Ladies and gentlemen,

It is perhaps an understatement to say that the standing of the British political class is currently going through a bit of a rough patch.

I have just returned from Davos, and can tell you that in most of the conversations I had it was very obvious that this country’s reputation for competence and pragmatism has been deeply dented of late.

The good news is that, in the meantime, Britain’s universities continue to be viewed across the world as one of this country’s truly great assets.

Even as drawbridges go up elsewhere, our universities remain an exemplar of openness and achievement.

This is why the campaigning efforts by the Council for the Defence of British Universities mattered in 2012, and why they matter today.

Who could disagree with your aims?

For instance: 'To defend and enhance the character of British universities as places where students can develop their capacities to the full, where research and scholarship are pursued to the highest level, and where intellectual activity can be freely conducted without regard to its immediate economic benefit.'

I am fully with you on that.

And yet – while I will defend to the bitter end the right of academics to conduct intellectual activity freely without regard to its immediate economic or even social benefit, as Vice-Chancellor I still have to prove to the government and to society that our institution does collectively have significant social and economic impact.

That social and economic impact is not what makes us a university – but it is what gives us our social licence to operate and to draw public funds.

That social and economic impact, by the way, happens all the time, through our research and our educating of graduates who go out into the world and leave their mark.

That social and economic impact happens regardless of whether we put it into case studies for REF, or include it in a submission to a government consultation.

But if we want to win and retain the trust of society, we need to be savvy about what we do to improve lives and societies, and more persuasive.

This begins by acknowledging – and raising awareness of – the complexity of the environment in which we operate.

The complexity of our own institutions, for instance.

In my first year as Vice-Chancellor I commissioned a university-wide consultation to understand what the biggest issues and challenges are for our staff and students.

We held open meetings, and asked for online feedback.  Hundreds participated.

The results were not entirely surprising:

Our staff and students want Cambridge to be known for its research excellence; for its diversity and inclusivity; for its innovation and openness to change; for its teaching excellence; for its global influence. (These are only the top five).

Things getting in the way of achieving this include, we were told, a lack of internal coordination; bureaucratic systems; unclear paths for career progression; major reputational hazards; resistance to change.

Digging more deeply into the data, however, one begins to see tensions emerge.

■ EXERCISE A
Reproduce the portion of the speech on British universities from "I have just" to "with your aims?".

■ LISTED ENTRIES
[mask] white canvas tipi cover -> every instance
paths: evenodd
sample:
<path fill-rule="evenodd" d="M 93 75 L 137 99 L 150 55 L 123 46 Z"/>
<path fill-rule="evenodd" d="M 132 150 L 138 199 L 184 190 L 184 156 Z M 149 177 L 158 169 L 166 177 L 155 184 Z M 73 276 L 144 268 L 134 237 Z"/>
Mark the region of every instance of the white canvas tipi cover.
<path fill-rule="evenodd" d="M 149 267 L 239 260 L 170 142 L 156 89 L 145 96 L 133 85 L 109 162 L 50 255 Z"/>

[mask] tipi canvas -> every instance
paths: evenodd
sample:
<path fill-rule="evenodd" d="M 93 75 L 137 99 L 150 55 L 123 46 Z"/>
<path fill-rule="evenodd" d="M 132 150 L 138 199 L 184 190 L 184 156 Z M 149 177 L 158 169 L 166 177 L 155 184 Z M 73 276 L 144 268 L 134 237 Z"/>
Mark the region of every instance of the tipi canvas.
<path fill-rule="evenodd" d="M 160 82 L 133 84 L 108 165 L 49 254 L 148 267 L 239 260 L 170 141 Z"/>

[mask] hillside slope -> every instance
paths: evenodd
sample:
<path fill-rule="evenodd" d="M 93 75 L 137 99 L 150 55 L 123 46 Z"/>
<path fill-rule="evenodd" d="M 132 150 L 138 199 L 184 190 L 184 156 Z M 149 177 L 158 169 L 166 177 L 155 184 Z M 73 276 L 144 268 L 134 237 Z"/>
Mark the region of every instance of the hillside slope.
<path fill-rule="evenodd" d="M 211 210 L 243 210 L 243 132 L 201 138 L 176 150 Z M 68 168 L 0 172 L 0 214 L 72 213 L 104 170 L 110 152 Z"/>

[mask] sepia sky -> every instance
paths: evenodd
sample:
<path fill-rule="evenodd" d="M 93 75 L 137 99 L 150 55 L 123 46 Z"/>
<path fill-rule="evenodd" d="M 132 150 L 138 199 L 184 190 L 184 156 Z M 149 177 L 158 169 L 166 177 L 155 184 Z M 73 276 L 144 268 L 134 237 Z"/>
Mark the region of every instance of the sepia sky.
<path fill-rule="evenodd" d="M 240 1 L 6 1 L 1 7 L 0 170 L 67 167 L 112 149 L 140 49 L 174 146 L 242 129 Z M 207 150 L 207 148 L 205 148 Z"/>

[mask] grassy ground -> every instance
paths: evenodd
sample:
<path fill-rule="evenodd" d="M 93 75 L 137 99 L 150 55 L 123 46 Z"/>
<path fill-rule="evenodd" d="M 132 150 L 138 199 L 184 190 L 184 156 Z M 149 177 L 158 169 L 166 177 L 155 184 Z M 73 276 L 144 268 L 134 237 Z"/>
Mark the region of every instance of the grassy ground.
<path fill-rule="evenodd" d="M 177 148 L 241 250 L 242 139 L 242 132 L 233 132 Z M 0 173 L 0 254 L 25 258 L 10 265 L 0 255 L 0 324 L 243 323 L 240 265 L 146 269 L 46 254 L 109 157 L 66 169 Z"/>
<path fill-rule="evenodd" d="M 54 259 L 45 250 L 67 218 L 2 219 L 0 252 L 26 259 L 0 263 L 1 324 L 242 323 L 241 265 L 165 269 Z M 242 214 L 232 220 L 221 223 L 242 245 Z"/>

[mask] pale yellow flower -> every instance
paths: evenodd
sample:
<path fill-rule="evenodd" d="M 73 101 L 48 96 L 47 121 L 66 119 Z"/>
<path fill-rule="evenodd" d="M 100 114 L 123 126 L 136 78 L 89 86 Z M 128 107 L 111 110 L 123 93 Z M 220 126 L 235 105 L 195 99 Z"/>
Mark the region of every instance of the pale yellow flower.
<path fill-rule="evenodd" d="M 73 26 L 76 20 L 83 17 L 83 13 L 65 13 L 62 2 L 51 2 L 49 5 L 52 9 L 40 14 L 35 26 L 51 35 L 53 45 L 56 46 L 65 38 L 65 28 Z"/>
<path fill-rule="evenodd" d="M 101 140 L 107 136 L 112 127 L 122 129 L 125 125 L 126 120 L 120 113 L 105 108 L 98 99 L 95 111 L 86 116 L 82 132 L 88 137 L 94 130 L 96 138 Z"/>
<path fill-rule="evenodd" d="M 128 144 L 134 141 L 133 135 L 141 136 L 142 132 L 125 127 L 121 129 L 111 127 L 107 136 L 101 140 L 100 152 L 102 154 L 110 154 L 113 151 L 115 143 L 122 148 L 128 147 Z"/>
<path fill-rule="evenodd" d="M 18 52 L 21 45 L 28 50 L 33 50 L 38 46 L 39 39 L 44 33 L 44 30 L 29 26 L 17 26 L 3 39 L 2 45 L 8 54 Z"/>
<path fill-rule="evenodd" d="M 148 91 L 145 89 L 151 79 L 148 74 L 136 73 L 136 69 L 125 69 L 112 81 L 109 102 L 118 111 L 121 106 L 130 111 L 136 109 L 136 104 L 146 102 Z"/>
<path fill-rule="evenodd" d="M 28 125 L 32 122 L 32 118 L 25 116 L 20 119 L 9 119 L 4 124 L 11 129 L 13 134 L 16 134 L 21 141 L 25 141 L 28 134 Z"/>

■ EXERCISE B
Revise the listing from the line with "[mask] pale yellow flower -> every instance" through its final line, both included, by replacing "pale yellow" with "golden" and leaving all else unchanged. Return only those lines.

■ EXERCISE RESULT A
I have just returned from Davos, and can tell you that in most of the conversations I had it was very obvious that this country’s reputation for competence and pragmatism has been deeply dented of late.

The good news is that, in the meantime, Britain’s universities continue to be viewed across the world as one of this country’s truly great assets.

Even as drawbridges go up elsewhere, our universities remain an exemplar of openness and achievement.

This is why the campaigning efforts by the Council for the Defence of British Universities mattered in 2012, and why they matter today.

Who could disagree with your aims?

■ EXERCISE RESULT B
[mask] golden flower -> every instance
paths: evenodd
sample:
<path fill-rule="evenodd" d="M 73 101 L 48 96 L 47 121 L 66 119 Z"/>
<path fill-rule="evenodd" d="M 100 114 L 123 126 L 136 78 L 89 86 Z M 128 107 L 111 110 L 123 93 Z M 220 126 L 235 105 L 195 99 Z"/>
Mark the region of every instance of the golden flower.
<path fill-rule="evenodd" d="M 73 26 L 76 20 L 83 17 L 83 13 L 65 13 L 62 2 L 51 2 L 49 5 L 52 9 L 40 14 L 35 26 L 51 35 L 53 45 L 56 46 L 65 38 L 65 28 Z"/>
<path fill-rule="evenodd" d="M 101 140 L 107 136 L 112 127 L 122 129 L 125 125 L 126 120 L 120 113 L 105 108 L 98 99 L 95 111 L 86 116 L 82 132 L 88 137 L 94 130 L 96 138 Z"/>
<path fill-rule="evenodd" d="M 128 144 L 134 141 L 133 135 L 141 136 L 142 132 L 125 127 L 121 129 L 111 127 L 107 136 L 101 140 L 100 152 L 102 154 L 110 154 L 113 151 L 115 143 L 122 148 L 128 147 Z"/>
<path fill-rule="evenodd" d="M 18 52 L 21 45 L 28 50 L 33 50 L 38 46 L 39 39 L 44 33 L 44 30 L 29 26 L 17 26 L 3 39 L 2 45 L 8 54 Z"/>
<path fill-rule="evenodd" d="M 148 91 L 145 89 L 151 79 L 148 74 L 136 73 L 136 69 L 125 69 L 112 81 L 109 102 L 118 111 L 121 106 L 130 111 L 136 109 L 136 104 L 146 102 Z"/>
<path fill-rule="evenodd" d="M 28 125 L 32 122 L 32 118 L 25 116 L 20 119 L 9 119 L 4 124 L 11 129 L 13 134 L 16 134 L 21 141 L 25 141 L 28 134 Z"/>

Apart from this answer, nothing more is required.